◆ Directions for this task
Once you find the line containing "Target: rifle flash suppressor" in the data below, copy it and each following line exactly, up to and including the line containing "Target: fingers", and nothing else.

------------------------------------------------

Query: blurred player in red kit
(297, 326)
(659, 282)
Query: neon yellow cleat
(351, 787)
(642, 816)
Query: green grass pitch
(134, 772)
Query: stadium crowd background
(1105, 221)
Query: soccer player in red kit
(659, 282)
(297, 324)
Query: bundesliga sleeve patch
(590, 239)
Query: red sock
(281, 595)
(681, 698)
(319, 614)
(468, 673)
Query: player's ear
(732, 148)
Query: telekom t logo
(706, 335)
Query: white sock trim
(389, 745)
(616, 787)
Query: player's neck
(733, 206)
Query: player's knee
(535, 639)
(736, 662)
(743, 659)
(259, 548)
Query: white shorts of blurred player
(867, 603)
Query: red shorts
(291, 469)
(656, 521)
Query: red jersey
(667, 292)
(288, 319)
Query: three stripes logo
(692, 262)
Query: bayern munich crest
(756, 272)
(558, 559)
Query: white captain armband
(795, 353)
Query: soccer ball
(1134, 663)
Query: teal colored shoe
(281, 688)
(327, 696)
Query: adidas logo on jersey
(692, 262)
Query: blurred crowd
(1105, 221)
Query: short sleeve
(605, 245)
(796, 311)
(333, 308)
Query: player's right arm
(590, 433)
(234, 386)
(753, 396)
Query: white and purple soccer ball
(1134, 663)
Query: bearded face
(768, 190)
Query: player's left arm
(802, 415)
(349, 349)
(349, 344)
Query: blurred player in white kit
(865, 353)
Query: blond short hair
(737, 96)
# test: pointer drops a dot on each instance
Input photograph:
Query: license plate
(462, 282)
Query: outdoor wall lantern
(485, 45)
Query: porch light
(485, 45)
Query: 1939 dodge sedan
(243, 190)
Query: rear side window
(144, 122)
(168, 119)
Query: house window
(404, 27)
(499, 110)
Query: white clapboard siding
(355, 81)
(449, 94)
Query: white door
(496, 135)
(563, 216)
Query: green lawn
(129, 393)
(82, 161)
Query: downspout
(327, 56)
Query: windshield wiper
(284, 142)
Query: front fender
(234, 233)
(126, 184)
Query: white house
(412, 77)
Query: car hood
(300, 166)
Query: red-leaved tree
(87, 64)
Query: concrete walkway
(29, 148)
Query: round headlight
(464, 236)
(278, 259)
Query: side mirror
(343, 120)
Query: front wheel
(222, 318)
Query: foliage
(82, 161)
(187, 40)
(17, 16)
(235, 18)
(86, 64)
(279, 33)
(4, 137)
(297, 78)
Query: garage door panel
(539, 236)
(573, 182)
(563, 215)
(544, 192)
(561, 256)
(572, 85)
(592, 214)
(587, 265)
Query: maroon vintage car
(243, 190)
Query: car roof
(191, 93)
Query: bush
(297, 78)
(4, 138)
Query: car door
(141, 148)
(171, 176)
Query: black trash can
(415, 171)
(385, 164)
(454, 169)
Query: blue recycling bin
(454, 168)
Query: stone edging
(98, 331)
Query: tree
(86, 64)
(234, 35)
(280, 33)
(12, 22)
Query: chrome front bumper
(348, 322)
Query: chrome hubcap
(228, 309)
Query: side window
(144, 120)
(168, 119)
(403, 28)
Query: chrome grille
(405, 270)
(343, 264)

------------------------------------------------

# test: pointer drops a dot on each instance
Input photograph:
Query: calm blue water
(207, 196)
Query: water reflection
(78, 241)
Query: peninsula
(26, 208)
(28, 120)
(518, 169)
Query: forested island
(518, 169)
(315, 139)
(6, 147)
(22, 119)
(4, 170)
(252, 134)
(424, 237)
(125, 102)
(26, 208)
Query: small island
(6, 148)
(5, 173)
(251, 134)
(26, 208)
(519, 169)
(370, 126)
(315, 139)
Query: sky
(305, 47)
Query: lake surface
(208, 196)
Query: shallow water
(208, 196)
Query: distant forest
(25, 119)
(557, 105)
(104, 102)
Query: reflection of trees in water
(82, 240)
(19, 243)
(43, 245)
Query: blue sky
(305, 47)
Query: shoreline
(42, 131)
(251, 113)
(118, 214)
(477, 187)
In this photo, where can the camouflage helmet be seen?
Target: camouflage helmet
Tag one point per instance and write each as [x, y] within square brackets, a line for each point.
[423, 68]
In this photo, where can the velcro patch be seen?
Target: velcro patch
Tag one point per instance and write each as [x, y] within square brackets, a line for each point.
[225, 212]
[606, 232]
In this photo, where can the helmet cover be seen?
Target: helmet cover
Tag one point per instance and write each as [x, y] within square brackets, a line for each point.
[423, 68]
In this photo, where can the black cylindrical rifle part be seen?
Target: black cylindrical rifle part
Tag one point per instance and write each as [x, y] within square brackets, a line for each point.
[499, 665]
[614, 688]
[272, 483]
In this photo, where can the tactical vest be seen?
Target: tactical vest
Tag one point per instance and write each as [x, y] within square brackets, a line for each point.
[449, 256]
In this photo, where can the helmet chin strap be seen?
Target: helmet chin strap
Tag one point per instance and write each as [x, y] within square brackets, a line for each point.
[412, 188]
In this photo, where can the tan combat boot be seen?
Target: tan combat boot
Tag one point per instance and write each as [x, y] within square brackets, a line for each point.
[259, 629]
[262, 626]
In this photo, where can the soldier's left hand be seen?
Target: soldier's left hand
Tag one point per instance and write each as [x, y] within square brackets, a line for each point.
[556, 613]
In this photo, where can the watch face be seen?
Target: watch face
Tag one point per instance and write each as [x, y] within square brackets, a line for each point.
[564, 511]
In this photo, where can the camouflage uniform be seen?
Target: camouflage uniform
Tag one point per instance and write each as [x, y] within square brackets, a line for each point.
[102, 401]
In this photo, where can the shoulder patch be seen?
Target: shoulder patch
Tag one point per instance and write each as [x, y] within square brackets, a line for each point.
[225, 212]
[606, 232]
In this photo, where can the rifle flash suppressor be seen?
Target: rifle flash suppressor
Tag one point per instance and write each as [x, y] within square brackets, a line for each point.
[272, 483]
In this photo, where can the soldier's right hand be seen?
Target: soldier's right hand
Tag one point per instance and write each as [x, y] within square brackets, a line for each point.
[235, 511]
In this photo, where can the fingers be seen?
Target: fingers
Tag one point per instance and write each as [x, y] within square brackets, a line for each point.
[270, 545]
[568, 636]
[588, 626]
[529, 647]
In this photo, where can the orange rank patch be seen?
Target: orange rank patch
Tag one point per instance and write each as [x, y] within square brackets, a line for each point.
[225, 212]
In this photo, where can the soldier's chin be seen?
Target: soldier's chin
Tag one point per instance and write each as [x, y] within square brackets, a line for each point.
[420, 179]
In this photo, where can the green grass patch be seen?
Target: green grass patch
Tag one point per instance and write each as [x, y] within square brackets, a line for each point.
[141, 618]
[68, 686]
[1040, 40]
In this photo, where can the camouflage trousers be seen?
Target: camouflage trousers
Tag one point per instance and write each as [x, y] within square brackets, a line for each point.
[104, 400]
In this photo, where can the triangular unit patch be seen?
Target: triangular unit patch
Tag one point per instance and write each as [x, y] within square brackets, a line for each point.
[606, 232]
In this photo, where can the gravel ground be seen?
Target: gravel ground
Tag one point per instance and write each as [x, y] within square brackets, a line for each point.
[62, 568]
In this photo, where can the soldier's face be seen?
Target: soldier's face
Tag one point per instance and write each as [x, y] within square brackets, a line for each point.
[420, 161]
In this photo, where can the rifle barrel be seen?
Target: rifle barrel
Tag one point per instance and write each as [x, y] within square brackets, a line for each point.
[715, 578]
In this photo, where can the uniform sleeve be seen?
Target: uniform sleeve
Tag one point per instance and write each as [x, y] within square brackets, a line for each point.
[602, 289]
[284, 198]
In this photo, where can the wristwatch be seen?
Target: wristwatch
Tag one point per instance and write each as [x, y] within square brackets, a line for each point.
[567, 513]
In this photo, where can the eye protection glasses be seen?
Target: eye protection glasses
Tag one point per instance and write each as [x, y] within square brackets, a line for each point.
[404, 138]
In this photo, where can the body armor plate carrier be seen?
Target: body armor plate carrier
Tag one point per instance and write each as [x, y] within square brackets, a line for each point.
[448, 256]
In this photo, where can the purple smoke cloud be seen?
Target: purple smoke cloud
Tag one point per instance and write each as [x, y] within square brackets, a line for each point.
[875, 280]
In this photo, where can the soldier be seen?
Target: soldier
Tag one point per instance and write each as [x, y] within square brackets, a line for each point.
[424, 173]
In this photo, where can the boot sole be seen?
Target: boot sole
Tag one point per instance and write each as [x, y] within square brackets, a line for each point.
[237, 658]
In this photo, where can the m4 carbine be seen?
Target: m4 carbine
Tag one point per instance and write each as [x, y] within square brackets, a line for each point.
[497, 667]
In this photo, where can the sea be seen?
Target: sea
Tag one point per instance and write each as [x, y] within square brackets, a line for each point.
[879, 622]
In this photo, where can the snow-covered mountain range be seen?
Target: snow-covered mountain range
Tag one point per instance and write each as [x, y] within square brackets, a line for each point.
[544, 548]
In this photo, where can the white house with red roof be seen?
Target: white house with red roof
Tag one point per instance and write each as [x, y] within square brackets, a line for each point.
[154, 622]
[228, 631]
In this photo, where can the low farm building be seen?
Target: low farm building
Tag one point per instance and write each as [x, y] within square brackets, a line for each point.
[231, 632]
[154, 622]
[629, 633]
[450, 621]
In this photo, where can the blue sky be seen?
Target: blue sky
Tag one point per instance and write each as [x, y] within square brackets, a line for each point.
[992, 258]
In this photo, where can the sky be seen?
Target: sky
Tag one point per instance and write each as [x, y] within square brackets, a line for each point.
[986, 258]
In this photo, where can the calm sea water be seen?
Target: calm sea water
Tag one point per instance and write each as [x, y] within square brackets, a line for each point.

------------------------------------------------

◆ Your solution
Target: rifle flash suppressor
Tag one point per instance and write each as [x, y] within square brackets, a line for each point.
[272, 483]
In this photo, where can the soldier's right hand be seen?
Target: soldier's right hand
Tag one point per instance and write each as [x, y] within square brackets, a line for each point.
[235, 511]
In this photo, where can the fingers be seen?
Target: fingers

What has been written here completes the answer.